▶ **Instrucción**: Vuelve a escribir todas las líneas de los ítems, desde la que contiene "Could you please locate the white football cleat" hasta el final, ambas incluidas y con todo su texto. Multiplica por 2,2 solo las coordenadas que van después de la línea "Target:" y redondea cada resultado al entero más cercano (las mitades hacia arriba), sin cambiar nada más.

(Filas del conjunto de datos)
▽

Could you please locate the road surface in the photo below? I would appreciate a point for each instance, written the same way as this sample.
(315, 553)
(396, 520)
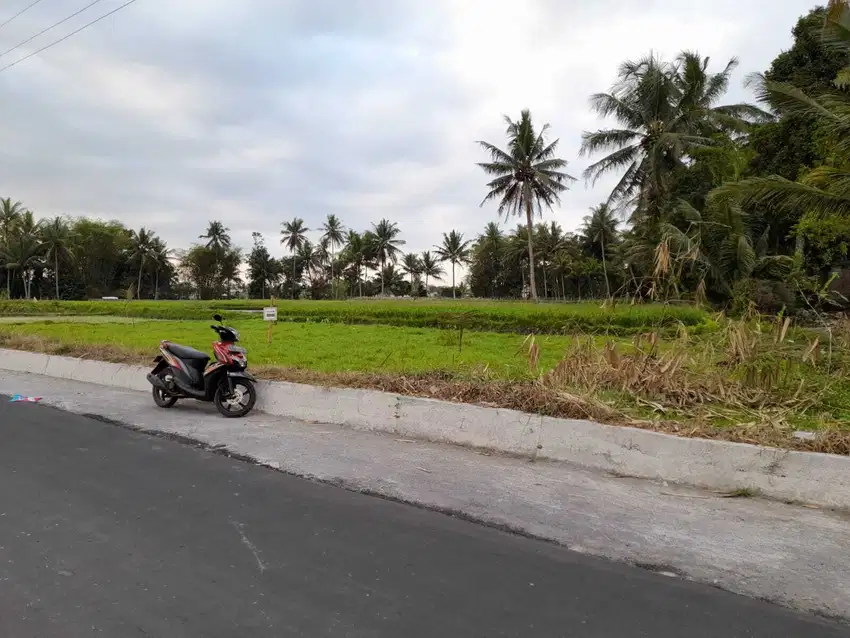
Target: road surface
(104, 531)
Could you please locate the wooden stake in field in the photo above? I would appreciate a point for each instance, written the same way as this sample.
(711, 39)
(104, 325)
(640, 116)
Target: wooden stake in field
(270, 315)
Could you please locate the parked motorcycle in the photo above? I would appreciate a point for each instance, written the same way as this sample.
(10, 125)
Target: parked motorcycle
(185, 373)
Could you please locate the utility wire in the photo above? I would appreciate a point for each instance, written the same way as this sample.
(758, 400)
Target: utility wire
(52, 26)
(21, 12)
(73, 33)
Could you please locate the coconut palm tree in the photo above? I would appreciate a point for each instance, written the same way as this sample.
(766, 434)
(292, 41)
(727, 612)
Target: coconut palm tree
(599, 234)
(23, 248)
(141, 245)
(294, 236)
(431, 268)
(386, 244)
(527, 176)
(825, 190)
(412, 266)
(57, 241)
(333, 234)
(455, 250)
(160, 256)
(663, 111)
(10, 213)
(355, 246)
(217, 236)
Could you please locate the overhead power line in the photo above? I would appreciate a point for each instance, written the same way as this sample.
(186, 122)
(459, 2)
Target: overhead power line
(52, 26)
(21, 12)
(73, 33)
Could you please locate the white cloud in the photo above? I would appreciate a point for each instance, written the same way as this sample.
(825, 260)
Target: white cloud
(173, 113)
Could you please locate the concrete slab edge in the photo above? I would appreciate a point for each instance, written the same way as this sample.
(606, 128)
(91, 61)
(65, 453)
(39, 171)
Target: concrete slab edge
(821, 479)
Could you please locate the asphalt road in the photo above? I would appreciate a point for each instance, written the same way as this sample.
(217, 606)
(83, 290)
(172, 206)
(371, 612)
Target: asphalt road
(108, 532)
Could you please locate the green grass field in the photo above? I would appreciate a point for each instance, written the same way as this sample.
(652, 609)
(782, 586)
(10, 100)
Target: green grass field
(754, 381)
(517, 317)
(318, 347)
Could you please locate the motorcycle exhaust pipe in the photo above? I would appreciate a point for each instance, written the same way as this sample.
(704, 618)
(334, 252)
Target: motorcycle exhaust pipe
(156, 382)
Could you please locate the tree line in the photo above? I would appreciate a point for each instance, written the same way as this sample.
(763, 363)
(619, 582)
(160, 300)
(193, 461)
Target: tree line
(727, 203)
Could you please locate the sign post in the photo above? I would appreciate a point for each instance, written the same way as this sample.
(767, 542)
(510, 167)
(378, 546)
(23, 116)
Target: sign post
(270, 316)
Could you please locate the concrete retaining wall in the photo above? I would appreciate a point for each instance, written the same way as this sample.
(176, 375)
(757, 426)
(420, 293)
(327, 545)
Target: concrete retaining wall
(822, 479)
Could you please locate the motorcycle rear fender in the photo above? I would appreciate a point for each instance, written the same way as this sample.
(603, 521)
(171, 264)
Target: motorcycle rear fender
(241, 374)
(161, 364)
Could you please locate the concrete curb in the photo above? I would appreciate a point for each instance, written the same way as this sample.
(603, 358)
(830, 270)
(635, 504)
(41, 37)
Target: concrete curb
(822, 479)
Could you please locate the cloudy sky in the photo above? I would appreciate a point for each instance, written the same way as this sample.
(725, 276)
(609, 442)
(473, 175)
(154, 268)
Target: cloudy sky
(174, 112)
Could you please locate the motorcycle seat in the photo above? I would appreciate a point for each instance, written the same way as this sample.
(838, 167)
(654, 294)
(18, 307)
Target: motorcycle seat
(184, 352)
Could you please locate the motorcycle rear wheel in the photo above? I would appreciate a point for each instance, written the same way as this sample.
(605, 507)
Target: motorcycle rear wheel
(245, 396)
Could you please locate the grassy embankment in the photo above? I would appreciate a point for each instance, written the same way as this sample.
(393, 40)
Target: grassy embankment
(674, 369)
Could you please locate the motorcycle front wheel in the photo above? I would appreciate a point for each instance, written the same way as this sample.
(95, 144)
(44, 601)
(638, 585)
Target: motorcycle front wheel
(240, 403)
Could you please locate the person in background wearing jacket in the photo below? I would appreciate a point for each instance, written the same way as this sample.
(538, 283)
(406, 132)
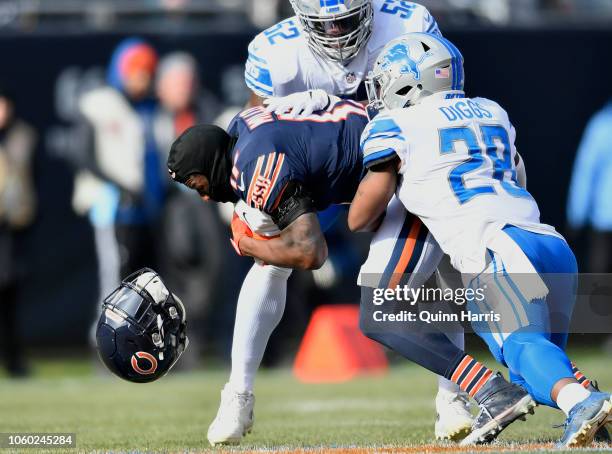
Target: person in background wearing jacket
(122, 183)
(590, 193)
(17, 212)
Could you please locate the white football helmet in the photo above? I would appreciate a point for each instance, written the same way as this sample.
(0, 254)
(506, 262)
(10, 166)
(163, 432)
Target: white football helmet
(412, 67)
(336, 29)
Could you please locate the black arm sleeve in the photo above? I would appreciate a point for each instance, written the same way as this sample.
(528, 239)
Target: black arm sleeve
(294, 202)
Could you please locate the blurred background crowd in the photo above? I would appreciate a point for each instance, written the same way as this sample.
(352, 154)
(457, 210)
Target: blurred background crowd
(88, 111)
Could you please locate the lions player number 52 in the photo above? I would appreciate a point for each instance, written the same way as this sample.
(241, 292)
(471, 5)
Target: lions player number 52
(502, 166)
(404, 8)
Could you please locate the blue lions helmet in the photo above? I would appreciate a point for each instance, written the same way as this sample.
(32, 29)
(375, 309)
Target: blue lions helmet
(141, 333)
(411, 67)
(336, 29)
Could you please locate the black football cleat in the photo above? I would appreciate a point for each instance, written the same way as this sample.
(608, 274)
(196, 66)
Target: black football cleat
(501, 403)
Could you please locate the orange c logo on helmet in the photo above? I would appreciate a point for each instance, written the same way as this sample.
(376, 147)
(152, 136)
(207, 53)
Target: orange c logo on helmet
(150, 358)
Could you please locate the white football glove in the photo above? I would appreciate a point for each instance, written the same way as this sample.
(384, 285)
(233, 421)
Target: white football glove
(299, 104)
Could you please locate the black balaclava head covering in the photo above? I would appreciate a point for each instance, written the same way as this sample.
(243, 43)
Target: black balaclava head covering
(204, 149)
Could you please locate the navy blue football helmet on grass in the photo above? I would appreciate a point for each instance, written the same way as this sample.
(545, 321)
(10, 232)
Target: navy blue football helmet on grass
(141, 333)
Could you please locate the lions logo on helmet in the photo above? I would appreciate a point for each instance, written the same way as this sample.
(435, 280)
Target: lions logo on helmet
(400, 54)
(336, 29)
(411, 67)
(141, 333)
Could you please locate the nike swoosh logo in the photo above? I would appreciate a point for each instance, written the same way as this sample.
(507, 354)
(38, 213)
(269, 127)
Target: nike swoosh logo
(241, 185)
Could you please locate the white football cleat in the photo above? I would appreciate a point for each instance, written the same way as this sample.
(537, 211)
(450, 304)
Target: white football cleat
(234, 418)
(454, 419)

△

▶ **Resultado**:
Could you please locate the white football cleat in the photo above? I would appreciate a point for each instance, written the same way as this sample.
(537, 211)
(450, 304)
Target: white football cleat
(515, 920)
(999, 922)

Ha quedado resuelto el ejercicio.